-- start of READING PASSAGE --
“Growing up is never easy. You hold on to things that were. You wonder what’s to come. But that night, I think we knew it was time to let go of what had been, and look ahead to what would be. Other days. New days. Days to come. The thing is, we didn’t have to hate each other for getting older. We just had to forgive ourselves… for growing up.” ~ The Wonder Years
It’s a big day when you learn you need braces, just ask Boy Wonder.
For a few years now we’ve been practicing the steps of the prepubescent dance his body is so hell-bent on discovering. First it was male body wash, followed by boxer briefs and deodorant. I’ll admit, the idea of parenting a budding man-child was bittersweet, if not a little exciting. My kid was growing up and world, I think I was really OK about it.
It became abundantly clear to both of us sometime during his 8th year on this planet that I was, in fact, the stupidest person ever. He knew more than I did because he believed he did. Right or wrong, it didn’t really matter. He would be right, I would be wrong. He would be cool, I would be uncool. He expected me to read his mind and I tried.
We danced the dance. We stumbled. He blamed me. I punished him. Thank you, prepubescence.
I learned not to take it personally. Sure, it took a few years. I may have even flipped him off in my mind a few times (sheesh, I said may have – relax). When I finally realized this fugly tween attitude was a direct result of Boy Wonder having one foot in childhood and other in adolescence, I began to not only understand, I began to remember.
This is a kid who still plays with Legos and watches Wonder Pets, all while mastering the art of sarcasm, innuendo, and inside jokes. He uses skin pads, for like acne and stuff, yet insists on being tucked in and prayed with at bedtime.
-- end of READING PASSAGE --
WRITTEN PROBLEM: According to the essay about Boy Wonder growing up, which three products marked the first steps of the "prepubescent dance"?
-- start of EXTRACTED INFORMATION --
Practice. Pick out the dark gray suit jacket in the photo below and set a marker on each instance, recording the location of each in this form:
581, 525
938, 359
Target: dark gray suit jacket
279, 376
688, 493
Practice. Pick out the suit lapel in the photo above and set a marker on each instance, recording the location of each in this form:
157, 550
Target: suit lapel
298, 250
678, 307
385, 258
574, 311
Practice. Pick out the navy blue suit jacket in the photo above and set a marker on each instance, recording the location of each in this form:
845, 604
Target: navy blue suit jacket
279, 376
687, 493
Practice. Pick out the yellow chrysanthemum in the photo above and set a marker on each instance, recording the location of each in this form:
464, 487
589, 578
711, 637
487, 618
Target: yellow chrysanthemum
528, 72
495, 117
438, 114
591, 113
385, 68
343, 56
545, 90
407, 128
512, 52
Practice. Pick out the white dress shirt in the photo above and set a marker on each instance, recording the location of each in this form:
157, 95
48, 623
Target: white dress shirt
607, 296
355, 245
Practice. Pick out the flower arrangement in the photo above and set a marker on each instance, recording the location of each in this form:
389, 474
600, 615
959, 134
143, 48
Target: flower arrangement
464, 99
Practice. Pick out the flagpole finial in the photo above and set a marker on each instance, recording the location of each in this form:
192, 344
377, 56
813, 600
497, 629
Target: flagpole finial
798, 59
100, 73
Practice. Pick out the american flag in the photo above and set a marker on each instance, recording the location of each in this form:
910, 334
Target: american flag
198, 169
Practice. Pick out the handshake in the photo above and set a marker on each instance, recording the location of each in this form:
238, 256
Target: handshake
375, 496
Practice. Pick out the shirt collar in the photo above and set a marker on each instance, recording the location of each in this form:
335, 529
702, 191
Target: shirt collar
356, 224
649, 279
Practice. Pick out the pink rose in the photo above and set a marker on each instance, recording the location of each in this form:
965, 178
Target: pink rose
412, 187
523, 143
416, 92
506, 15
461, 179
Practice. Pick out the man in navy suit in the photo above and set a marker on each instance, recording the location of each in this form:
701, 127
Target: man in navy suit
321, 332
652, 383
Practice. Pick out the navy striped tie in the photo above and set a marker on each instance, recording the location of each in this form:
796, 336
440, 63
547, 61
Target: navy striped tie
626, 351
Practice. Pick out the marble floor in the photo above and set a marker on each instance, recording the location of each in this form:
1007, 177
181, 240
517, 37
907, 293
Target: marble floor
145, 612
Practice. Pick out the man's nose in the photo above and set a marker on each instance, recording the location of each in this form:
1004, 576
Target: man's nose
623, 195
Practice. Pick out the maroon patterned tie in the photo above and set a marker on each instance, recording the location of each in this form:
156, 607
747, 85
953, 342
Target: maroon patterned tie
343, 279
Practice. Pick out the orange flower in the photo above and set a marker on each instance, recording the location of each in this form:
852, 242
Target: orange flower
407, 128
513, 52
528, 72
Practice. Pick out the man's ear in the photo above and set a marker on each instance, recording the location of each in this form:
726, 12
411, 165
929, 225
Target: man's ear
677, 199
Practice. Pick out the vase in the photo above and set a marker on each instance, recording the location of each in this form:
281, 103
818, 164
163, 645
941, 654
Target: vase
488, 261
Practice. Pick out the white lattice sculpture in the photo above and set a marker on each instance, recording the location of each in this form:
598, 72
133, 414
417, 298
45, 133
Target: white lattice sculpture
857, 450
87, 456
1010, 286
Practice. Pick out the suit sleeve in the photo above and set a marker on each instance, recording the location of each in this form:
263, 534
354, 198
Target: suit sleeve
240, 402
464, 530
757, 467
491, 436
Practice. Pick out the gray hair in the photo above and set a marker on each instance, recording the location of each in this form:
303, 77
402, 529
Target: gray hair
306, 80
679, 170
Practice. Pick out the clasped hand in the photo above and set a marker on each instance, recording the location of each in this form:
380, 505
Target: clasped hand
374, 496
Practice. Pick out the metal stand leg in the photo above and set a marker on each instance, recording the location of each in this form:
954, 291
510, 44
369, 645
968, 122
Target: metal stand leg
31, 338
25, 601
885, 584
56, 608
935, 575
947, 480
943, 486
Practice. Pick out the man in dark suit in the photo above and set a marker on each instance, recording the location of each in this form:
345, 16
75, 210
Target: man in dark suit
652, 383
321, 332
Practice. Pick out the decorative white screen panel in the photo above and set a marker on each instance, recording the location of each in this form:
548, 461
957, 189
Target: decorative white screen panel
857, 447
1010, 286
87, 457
-- end of EXTRACTED INFORMATION --
THE SOLUTION: Male body wash, followed by boxer briefs and deodorant.